§ **TASK MATERIAL**
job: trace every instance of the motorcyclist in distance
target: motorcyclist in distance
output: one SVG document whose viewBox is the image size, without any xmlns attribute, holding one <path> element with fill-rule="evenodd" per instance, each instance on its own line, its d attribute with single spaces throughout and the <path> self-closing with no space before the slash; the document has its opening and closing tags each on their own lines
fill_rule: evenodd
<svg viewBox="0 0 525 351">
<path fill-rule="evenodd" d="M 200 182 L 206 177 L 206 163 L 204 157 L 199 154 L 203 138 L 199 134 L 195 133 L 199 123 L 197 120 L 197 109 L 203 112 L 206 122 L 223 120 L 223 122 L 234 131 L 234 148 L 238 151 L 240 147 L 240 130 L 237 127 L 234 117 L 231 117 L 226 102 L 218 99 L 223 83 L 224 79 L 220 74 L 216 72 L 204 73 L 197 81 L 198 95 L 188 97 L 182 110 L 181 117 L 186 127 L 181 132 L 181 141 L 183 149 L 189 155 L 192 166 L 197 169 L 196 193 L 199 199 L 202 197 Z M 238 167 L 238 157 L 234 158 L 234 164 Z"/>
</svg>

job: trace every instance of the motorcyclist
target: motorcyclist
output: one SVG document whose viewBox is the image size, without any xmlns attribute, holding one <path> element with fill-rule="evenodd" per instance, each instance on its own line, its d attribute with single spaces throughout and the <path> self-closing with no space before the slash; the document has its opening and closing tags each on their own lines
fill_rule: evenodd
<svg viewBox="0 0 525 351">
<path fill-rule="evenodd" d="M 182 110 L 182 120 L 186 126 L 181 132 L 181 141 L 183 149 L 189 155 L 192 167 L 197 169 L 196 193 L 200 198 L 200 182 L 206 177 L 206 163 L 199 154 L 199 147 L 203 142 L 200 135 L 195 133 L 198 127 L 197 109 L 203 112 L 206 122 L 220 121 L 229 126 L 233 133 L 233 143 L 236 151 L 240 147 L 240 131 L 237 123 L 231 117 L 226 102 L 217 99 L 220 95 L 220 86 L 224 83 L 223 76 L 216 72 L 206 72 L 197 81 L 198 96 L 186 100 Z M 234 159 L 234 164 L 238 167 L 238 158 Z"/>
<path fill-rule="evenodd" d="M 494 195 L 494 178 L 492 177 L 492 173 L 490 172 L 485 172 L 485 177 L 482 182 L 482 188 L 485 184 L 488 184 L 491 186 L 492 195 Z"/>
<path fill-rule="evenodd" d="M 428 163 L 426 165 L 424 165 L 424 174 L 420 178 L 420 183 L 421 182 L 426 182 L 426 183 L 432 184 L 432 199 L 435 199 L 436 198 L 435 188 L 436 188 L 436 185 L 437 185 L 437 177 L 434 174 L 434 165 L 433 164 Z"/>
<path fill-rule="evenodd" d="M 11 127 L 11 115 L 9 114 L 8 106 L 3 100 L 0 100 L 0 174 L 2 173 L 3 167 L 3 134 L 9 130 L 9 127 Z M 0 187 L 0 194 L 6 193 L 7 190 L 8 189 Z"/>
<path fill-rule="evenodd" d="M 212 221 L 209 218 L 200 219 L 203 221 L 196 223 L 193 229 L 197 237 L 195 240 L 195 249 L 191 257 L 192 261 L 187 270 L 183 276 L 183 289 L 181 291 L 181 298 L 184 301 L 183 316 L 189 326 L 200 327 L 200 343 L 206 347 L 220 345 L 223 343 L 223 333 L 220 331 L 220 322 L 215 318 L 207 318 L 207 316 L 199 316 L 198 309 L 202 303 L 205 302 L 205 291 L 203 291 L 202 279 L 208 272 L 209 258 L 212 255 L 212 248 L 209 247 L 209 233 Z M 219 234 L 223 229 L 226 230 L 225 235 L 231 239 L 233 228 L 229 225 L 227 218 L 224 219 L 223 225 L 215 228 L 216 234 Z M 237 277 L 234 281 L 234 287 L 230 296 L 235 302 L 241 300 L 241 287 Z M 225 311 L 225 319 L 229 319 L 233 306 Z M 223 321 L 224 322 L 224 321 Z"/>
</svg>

§ **WRITTEN PROBLEM**
Please copy out every line of the records that contains the string "instance", with case counting.

§ **EXERCISE OUTPUT**
job: trace every instance of the motorcyclist in distance
output: one SVG document whose viewBox is the image size, without any xmlns attribute, holding one <path> element with fill-rule="evenodd" per instance, each instance on its own line, its d attribute with single spaces throughout and the <path> self-closing with no space before the slash; the document has its opening and closing tags each on their own lines
job: trace every instance of the motorcyclist
output: one SVG document whose viewBox is the image size, without any xmlns attribute, holding one <path> element with fill-rule="evenodd" per instance, each instance on its own line, its d attribute with single spaces throughout and the <path> self-closing with no space before the slash; the document has its opening and closing tags each on their own lines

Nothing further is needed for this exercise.